**What you have to do**
Without the pictures, set down every line of the data exactly.

**Records for the exercise**
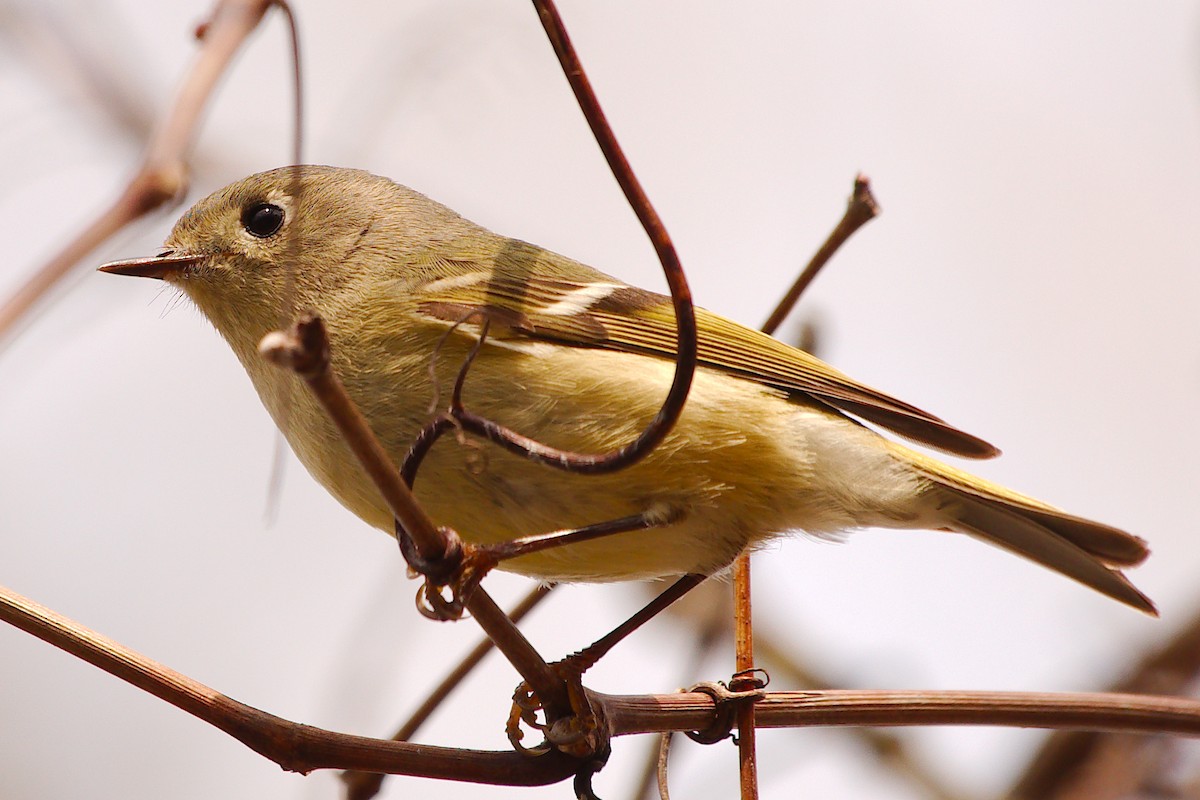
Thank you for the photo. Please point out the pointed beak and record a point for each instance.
(157, 266)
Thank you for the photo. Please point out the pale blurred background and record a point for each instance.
(1033, 278)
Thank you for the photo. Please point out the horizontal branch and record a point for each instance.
(299, 747)
(295, 747)
(1091, 711)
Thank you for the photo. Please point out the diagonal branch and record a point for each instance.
(293, 746)
(162, 176)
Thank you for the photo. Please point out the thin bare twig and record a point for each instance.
(1093, 711)
(1083, 763)
(743, 680)
(306, 352)
(304, 749)
(861, 210)
(162, 175)
(364, 786)
(681, 296)
(295, 747)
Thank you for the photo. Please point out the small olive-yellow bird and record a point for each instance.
(769, 440)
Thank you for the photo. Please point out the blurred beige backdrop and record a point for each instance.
(1033, 280)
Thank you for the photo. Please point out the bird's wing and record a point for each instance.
(540, 295)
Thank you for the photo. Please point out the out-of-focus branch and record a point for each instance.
(304, 749)
(1097, 765)
(162, 175)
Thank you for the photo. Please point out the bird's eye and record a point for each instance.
(262, 220)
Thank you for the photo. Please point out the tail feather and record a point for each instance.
(1079, 548)
(1023, 531)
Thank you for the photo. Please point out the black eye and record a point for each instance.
(262, 220)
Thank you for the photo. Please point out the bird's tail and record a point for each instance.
(1086, 551)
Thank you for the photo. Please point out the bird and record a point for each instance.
(771, 440)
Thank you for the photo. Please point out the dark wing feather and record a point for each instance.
(540, 295)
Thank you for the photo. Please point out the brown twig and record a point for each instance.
(861, 210)
(681, 296)
(305, 350)
(837, 708)
(885, 745)
(295, 747)
(304, 749)
(1085, 763)
(364, 786)
(744, 679)
(162, 175)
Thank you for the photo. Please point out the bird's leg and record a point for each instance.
(581, 661)
(467, 564)
(527, 545)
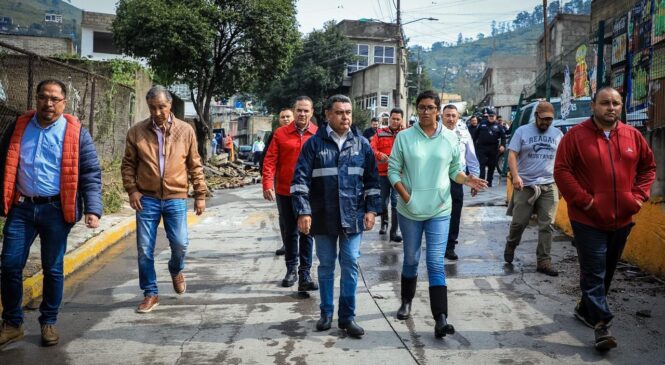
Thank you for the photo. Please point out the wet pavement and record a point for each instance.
(235, 312)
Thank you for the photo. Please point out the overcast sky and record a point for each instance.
(454, 16)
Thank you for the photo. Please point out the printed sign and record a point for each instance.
(619, 40)
(581, 84)
(658, 22)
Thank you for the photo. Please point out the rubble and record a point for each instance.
(222, 174)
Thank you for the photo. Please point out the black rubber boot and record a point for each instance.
(384, 223)
(393, 227)
(408, 292)
(438, 299)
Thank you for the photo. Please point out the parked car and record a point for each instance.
(245, 153)
(580, 110)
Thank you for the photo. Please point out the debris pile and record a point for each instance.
(222, 174)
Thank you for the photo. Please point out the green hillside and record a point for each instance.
(452, 62)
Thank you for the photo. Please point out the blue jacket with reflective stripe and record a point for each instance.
(336, 187)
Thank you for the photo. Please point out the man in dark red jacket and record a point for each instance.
(278, 165)
(604, 169)
(382, 144)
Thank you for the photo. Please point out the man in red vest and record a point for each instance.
(382, 144)
(50, 179)
(278, 166)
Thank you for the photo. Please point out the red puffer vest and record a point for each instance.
(69, 168)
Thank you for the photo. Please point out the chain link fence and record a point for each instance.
(103, 106)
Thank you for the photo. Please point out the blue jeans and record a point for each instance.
(436, 237)
(24, 222)
(387, 192)
(174, 212)
(457, 194)
(298, 246)
(349, 251)
(598, 252)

**Exercise result**
Thank you for the photo. Please point out the pointed beak and record a point for each instance.
(157, 266)
Thank you for the photo. Please point out the pale blurred background and record a point for each instance.
(1033, 278)
Thank you for the photo. Please point out the horizontal branch and record a point for each instance.
(299, 747)
(295, 747)
(1091, 711)
Thank you for the photo. Please point out the diagonal branch and record a point for each instance.
(293, 746)
(162, 176)
Thank you for the photo. Please point out the thin bare twig and record a point for each instance.
(1093, 711)
(1083, 763)
(743, 680)
(306, 352)
(304, 749)
(861, 210)
(162, 175)
(364, 786)
(681, 296)
(295, 747)
Thank you for the photo. Please point out the small olive-yellow bird and record a point for each instance.
(769, 440)
Thank you for the photo. Please point out the blurred beige backdrop and record a point for each instance.
(1033, 280)
Thank you for the photo. Please point out the bird's wing and record a point for each instance.
(540, 295)
Thank you for the photo. Please point out the out-of-focus branch and record a point for each instance.
(304, 749)
(1097, 765)
(162, 175)
Thank you for the photo. Please point out the bird's eye and record a point for each instance.
(262, 220)
Thank you for the photo. Please point out the tail feather and record a point for each instance.
(1079, 548)
(1023, 531)
Thank you for the photo. Please point out the black eye and record a point for each instance.
(262, 220)
Thank you for the photo. Please point out the bird's tail and record a point for each instance.
(1086, 551)
Thank you for the photo. Please point out the bird and record a point for each instance.
(771, 440)
Thank you for the photo. Please point out the dark wing feather and record a point for each instance.
(540, 295)
Thank you for the photo. Please point out the brown twig and record a point for each instance.
(861, 210)
(681, 296)
(305, 350)
(837, 708)
(885, 745)
(295, 747)
(304, 749)
(1085, 763)
(364, 786)
(744, 679)
(162, 175)
Thank you for the photo. Please point out the bird's leg and record a point for each instance.
(581, 661)
(467, 564)
(527, 545)
Thank you for the photo. Please point out the wet pavement and record a point for each instance.
(235, 312)
Thank you for the photo. Please point out the overcast sky and record a point for each instance.
(454, 16)
Thank you for the photo. Please point out the printed sign and record a point for each instance.
(619, 40)
(581, 84)
(658, 22)
Thank you for the photo. Please point out the rubble and record a point for each instance.
(222, 174)
Thank you for the photo. Please point out the black rubber boot and record a point for each instance.
(384, 223)
(393, 227)
(408, 292)
(438, 299)
Thank you for the photo. Please point out the parked car and record a point for each instance.
(245, 153)
(580, 110)
Thank you for the photo. Please point out the debris pile and record a point for each instance.
(222, 174)
Thank you for the photo. Please point out the green hillside and record a point for each instance.
(452, 62)
Thank you for the photo. Please point out the blue jacket with reflective stripe and record a point for each instance.
(336, 187)
Thank you for the photo. Please point out the man in dark red jacket and record a point for each instance.
(278, 165)
(604, 169)
(382, 144)
Thank you for the photo. Please point out the man in red vest and record a point for each instance.
(382, 144)
(50, 179)
(278, 166)
Thank you for the photo. Please point out the red puffer vest and record a point for each instance.
(69, 168)
Thank you for the photo. Please point out the chain link fence and record a point for each instance.
(103, 106)
Thank you for the photo. Please point out the blue jeans and record a point for each instance.
(436, 237)
(24, 222)
(387, 192)
(174, 212)
(457, 194)
(298, 246)
(349, 251)
(598, 252)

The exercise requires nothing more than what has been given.